◆ **Problem to solve**: In the passage on heart rate responses to water and land exercise, what maximal heart rates did Quinn et al. (1994) report for DWR and treadmill exercise?

◆ **Page text**:
────────────────────

Chronic land-based exercise training has little if any effect on maximal heart rate (MHR). In aquatic exercise the physiological changes due to hydrostatic pressure and temperature of water warrants comparisons between maximal heart rate responses in water versus land-based exercise. In aerobically trained athletes, no differences in HRmax were observed during maximal DWR (193.9 ± 8.8 bpm) and treadmill (192.1 ± 10.2 bpm) tests before or after 6 weeks of DWR training (Wilber et al., 1996) . Quinn et al. (1994) also found maximal heart rates to be similar for DWR (192 ± 6 bpm) and treadmill (190 ± 6 bpm) exercise in sedentary females after a 4 week exercise regimen. These results for inactive subjects were not supported by Michaud et al. (1995) who found DWR elicited maximal heart rates that were approximately 15 beats lower compared with treadmill prior to and following DWR training (DWR pre = 172 ± 16.7; post = 175 ± 13.9 bpm; treadmill pre = 187 ± 11.9; post = 189 ± 11.2 bpm). These differences in HRmax during DWR result from several factors including altered muscle recruitment patterns, more upper body involvement, hydrostatic pressure, and water temperature.

────────────────────

Source data
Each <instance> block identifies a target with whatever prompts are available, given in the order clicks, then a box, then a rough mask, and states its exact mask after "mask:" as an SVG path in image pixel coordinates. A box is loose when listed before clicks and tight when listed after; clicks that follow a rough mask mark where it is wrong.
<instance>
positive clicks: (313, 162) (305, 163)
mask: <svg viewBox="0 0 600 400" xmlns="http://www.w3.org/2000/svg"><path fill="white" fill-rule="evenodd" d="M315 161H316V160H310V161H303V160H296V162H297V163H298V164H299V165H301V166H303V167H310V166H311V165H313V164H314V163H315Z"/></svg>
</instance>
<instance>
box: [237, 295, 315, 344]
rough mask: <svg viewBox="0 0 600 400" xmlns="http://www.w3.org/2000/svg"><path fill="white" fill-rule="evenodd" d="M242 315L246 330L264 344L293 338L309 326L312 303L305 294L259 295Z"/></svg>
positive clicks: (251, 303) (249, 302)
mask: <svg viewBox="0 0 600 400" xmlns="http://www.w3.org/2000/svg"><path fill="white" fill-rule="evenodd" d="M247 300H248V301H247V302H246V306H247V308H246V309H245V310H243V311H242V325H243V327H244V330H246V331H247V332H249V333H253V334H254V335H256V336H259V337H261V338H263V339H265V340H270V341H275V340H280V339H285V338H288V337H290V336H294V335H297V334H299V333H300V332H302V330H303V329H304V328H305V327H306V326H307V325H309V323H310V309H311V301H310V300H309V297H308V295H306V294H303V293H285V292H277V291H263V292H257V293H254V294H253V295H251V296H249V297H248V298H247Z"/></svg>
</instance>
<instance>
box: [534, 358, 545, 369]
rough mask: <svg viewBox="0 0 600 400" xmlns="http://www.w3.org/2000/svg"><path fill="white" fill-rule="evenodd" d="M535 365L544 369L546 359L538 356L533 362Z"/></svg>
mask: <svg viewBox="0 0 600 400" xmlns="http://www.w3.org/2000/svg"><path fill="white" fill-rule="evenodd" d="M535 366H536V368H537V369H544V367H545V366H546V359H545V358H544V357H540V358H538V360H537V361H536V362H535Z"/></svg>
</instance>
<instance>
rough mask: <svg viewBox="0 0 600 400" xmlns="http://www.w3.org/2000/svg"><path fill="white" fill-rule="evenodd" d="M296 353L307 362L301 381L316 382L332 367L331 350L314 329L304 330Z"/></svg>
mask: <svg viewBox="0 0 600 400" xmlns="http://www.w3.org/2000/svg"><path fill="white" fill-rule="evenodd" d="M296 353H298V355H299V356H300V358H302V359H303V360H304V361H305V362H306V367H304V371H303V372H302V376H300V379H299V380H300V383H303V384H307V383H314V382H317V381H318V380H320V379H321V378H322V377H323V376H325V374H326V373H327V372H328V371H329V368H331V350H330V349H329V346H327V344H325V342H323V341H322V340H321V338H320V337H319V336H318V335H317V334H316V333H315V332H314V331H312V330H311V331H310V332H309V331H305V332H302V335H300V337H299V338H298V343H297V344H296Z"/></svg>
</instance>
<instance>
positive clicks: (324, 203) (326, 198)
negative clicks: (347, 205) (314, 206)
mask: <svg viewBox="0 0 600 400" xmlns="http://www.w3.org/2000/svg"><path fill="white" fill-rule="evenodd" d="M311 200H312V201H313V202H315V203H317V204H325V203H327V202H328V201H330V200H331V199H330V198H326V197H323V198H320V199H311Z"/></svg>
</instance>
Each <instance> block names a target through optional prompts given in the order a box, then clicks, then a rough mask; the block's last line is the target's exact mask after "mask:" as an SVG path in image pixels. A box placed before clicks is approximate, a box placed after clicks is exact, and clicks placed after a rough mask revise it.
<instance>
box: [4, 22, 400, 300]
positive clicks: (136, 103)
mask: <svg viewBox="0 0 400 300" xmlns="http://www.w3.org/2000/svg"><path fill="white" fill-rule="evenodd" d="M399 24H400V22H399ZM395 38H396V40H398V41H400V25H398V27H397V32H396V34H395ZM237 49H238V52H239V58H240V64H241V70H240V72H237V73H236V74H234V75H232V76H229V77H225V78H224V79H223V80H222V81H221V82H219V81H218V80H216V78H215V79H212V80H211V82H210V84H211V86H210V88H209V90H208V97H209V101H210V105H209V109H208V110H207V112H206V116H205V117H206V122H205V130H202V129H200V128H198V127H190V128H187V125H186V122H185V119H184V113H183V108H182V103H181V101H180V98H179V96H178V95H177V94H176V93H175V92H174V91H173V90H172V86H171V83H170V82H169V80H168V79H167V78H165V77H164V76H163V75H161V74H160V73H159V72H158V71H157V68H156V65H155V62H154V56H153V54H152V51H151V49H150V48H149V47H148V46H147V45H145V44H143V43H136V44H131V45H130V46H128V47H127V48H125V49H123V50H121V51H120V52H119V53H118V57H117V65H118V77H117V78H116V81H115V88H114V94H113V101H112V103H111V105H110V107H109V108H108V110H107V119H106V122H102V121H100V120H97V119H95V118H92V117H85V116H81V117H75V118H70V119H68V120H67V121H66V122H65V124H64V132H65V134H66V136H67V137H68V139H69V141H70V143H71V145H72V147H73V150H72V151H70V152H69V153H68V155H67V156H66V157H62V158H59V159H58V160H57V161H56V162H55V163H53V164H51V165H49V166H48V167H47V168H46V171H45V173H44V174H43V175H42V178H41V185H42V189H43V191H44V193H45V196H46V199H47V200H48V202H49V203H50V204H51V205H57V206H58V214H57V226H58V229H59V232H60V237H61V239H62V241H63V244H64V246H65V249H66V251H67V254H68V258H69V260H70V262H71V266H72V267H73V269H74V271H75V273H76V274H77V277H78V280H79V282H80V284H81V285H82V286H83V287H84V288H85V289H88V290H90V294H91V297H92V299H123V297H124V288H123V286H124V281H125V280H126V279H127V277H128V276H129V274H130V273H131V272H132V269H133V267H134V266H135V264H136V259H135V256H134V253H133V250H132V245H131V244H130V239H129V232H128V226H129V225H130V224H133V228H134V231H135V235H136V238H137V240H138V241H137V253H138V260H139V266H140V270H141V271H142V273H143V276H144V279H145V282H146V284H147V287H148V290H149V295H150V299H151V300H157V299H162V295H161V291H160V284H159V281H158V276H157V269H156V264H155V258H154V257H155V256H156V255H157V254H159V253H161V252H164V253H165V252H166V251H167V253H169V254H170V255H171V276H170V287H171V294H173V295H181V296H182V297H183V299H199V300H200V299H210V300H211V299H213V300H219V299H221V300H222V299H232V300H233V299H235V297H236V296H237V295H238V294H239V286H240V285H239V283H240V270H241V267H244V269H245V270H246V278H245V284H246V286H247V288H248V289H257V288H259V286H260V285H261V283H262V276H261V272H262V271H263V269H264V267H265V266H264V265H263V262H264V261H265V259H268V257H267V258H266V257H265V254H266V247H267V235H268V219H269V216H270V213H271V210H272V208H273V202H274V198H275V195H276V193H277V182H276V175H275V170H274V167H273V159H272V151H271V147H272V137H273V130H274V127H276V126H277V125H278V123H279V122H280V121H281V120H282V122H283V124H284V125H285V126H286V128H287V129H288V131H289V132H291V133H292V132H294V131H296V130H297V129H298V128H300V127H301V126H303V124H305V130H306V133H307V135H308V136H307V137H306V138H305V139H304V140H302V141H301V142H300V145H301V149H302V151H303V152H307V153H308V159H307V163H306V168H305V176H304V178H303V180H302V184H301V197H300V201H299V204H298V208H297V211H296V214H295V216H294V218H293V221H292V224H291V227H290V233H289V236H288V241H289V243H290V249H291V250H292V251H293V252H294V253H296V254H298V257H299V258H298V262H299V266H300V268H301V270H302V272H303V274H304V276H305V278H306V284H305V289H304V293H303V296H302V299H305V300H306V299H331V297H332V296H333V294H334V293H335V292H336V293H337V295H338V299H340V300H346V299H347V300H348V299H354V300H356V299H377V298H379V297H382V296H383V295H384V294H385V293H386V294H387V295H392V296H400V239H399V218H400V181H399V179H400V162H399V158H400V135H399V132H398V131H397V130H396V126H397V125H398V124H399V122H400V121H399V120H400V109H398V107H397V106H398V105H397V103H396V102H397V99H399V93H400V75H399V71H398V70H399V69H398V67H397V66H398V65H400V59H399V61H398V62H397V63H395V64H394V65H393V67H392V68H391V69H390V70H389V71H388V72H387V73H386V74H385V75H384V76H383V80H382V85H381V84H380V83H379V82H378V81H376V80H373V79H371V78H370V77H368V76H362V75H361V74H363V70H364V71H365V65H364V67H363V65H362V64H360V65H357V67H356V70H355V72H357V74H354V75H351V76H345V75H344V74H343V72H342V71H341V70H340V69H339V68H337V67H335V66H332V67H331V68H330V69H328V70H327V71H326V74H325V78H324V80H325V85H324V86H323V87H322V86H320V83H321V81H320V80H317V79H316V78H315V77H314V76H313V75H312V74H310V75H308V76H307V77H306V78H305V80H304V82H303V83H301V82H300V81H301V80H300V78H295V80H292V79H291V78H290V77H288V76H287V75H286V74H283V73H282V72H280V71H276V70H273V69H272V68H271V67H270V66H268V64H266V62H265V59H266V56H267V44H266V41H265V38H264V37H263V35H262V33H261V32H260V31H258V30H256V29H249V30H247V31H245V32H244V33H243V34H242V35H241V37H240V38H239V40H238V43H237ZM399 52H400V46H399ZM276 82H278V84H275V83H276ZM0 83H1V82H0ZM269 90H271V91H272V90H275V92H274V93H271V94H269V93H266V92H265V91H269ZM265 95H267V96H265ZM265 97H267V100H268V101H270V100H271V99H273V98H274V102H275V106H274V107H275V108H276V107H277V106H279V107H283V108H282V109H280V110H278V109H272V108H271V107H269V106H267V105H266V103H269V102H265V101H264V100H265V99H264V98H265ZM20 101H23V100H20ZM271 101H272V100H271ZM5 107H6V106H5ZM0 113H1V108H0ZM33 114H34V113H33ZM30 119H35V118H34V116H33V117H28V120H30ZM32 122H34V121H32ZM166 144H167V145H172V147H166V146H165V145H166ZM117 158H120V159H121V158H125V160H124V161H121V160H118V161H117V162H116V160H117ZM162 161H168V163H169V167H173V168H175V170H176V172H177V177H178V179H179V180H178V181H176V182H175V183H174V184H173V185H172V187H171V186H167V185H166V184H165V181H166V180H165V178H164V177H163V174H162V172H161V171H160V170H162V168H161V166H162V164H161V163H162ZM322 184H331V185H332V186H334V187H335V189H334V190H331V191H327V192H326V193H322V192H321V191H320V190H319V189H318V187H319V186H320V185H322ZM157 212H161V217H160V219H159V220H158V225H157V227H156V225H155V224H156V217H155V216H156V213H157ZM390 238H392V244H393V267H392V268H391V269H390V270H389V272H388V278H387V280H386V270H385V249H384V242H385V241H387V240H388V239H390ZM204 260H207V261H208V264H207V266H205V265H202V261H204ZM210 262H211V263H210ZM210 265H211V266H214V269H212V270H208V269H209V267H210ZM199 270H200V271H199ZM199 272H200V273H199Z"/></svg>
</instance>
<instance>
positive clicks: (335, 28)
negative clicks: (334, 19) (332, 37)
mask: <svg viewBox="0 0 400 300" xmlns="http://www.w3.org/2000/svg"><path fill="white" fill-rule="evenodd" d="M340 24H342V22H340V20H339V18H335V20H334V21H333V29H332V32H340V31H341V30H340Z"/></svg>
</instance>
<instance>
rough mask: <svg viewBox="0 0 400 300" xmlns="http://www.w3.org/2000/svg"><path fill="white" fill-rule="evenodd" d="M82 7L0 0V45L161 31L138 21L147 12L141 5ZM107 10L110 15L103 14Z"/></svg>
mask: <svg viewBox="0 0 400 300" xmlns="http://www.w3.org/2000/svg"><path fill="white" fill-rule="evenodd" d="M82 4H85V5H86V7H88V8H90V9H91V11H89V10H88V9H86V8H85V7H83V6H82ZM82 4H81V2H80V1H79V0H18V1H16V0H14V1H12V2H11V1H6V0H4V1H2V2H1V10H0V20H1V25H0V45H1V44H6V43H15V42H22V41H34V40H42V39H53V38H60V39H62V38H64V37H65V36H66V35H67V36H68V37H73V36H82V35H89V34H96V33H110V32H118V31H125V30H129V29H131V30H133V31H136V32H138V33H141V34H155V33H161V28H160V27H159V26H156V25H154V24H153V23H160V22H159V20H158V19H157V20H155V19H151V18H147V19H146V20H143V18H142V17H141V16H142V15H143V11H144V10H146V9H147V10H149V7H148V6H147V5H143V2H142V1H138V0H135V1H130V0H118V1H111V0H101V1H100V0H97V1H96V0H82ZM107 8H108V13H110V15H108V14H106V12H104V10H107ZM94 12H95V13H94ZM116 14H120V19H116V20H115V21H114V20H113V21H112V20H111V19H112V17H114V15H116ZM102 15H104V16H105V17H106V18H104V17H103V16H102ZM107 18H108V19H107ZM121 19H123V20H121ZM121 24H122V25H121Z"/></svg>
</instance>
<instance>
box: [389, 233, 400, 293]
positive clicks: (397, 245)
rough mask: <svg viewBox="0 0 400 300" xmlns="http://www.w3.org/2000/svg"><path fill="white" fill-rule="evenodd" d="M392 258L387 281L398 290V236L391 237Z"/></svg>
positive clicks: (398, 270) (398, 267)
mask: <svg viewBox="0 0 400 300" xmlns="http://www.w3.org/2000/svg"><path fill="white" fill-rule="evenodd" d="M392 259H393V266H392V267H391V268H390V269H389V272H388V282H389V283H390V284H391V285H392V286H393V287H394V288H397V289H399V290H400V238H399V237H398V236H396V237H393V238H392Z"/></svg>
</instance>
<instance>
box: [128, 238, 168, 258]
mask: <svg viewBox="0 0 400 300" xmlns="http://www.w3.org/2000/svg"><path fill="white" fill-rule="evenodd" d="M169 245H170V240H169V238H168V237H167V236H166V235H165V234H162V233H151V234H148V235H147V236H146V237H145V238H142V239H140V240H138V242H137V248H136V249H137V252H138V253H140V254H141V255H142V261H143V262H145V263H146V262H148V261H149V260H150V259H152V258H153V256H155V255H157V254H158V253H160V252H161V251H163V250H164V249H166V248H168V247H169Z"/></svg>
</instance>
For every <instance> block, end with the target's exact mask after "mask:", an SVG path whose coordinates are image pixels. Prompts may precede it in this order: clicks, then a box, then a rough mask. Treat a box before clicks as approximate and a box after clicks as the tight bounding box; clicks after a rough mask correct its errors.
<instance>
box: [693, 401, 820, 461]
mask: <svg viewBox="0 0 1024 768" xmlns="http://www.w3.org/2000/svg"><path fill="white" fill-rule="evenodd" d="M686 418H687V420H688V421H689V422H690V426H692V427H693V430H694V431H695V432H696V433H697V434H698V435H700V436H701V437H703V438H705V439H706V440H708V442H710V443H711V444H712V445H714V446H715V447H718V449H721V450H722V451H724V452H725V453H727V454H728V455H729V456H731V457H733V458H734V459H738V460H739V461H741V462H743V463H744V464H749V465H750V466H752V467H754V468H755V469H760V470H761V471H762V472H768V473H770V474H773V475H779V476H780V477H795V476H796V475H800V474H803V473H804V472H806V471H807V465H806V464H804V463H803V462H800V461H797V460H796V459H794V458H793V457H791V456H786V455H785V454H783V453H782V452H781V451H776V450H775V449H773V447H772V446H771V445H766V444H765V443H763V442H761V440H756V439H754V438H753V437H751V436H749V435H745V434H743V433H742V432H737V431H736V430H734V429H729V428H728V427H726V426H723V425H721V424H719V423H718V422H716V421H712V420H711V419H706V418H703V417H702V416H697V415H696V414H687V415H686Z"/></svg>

────────────────────

◆ **Answer box**: DWR: 192 ± 6 bpm. Treadmill: 190 ± 6 bpm.